## PROBLEM TO SOLVE
In the records below, find the line that contains "Target: white van", then transcribe it and every later line exactly, stopping at the final line.

## INPUT DATA

══════

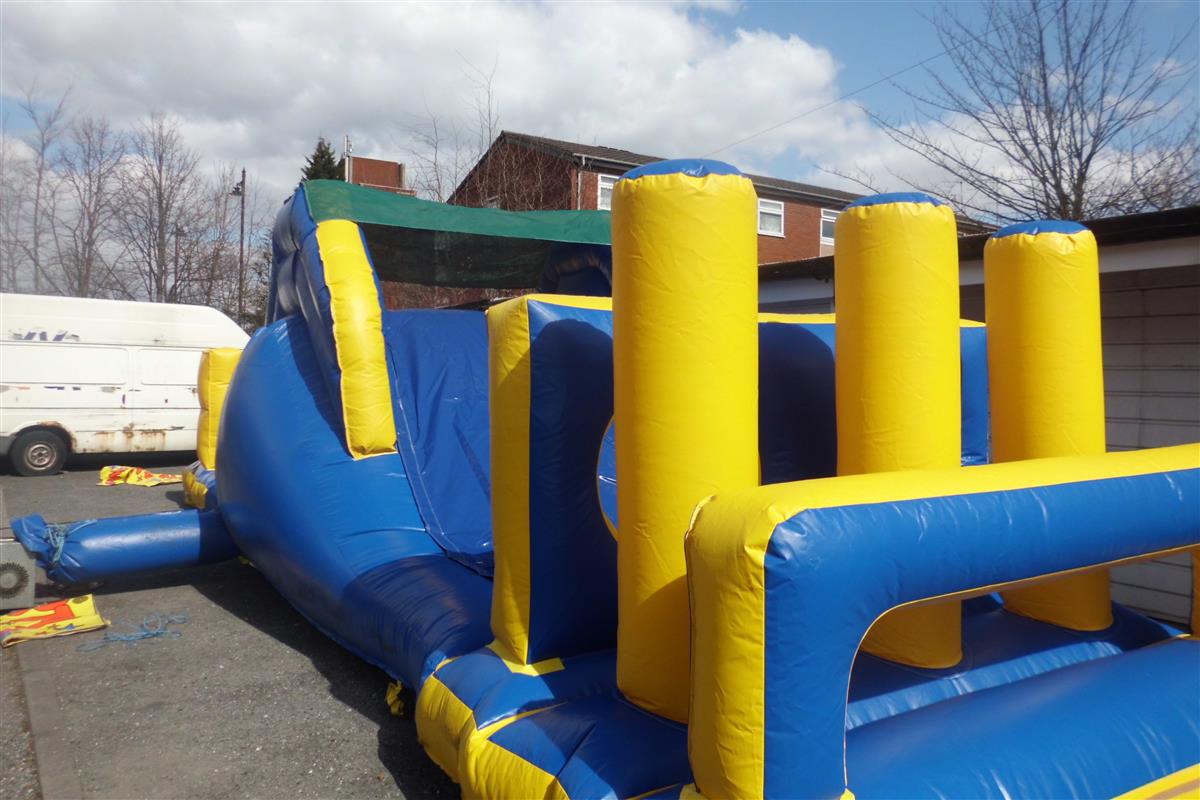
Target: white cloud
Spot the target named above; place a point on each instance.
(257, 83)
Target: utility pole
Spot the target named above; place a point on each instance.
(239, 191)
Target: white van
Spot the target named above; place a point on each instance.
(100, 376)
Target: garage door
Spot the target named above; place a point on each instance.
(1152, 395)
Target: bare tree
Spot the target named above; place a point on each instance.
(160, 216)
(48, 120)
(443, 150)
(12, 205)
(88, 167)
(1056, 109)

══════

## OUTPUT
Target: white van
Spot the target named above; place a point on each instance.
(100, 376)
Target: garage door
Spot the target named above; place a point on each instance.
(1152, 395)
Target: bare tree
Spot the target named above; place a point on each instance.
(160, 216)
(48, 120)
(443, 150)
(12, 205)
(88, 167)
(1056, 109)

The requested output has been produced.